• **PROBLEMS AND TASKS**:
1. According to the post about the async dialect, what is the proposed dialect only about?
2. Carry on the post about the async dialect from where it stops.

#### ARTICLE

I’ve uploaded a proof-of-concept to https://reviews.llvm.org/D82704. It implements a simple Async->LLVM conversion, and has a few end-to-end tests on top of mlir-cpu-runner.

The end goal is to codegen async/non-blocking/parallel/concurrent host-side code, starting form a hight level dialect, lowering to LLVM dialect, and jitting at runtime (non-blocking TFRT kernel, if to be more specific).

Disclaimer: This is very TFRT-codegen-centric goal :slight_smile: other people have different opinions on what this dialect should be about. Given this very narrow goal maybe it makes sense to keep it outside of MLIR tree.

The goal is to make @kernel non blocking, and “classic” parallel for with a barrier doesn’t work here.

func @kernel(%in : memref<x?f32>) {
%done = async.parallel_for { ....}
async.await %done : !async.handle // <--- this can't block
... some other operations ...
}

Proposed async dialect is intentionally much more constrained than a generic coroutine. It is only about concurrency, while coroutines can be also generators, and support different “types” of concurrency: lazy vs eager.

The expected use case is that runtime using this dialect should pass its own implementation of runtime API to the codegen (implemendation defined async handle, async call, async await, …).

I’ve put a “runtime reference implementation” under mlir-cpu-runner.

########
#### EXTRACTED RECORDS

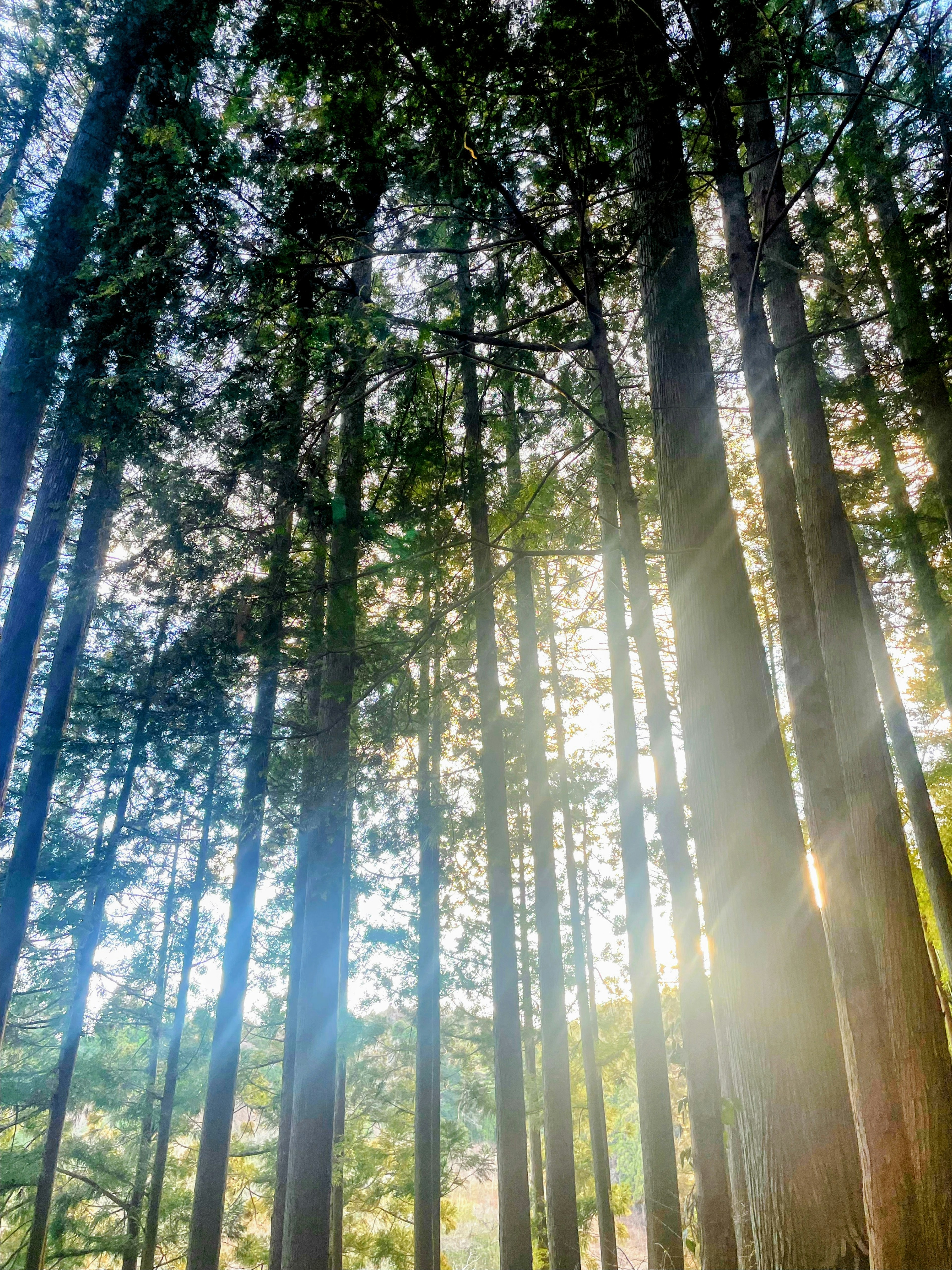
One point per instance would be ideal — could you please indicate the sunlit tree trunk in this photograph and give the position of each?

########
#### EXTRACTED RECORDS

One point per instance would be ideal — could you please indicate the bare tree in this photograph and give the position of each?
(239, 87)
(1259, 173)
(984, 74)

########

• **ANSWER SET**:
1. Concurrency.

2.
Cool, I’m a fan of TFRT :-), my primary concern was to make sure that it was grounded on something real, so if you have a use-case for it, then building it in the main MLIR repo seems reasonable to me. Out of curiosity, what do you plan to have generate this dialect? Will there be something end-to-end that is wired up here, including a “standard library” of I/O and other blocking APIs that can be called into? Or do you plan to write (e.g.) BEF kernels by hand using this?

Got it, makes sense. It would probably make sense to eventually parameterize the lowering code, so other clients could change the entry points being used. However, that can be done the day there is a second client :slight_smile:, I don’t see any reason for premature generalization here.

This is really cool Eugene!

-Chris

Fwiw, I’ll want some representation like this when I get npcomp further along: I could see some user level API/intrinsic that compiles async functions and would generate these forms directly. I hadn’t thought through the details yet. Some such things use API calls that trigger special compilation flows, various annotations, or special syntax (python “async” functions in the limit).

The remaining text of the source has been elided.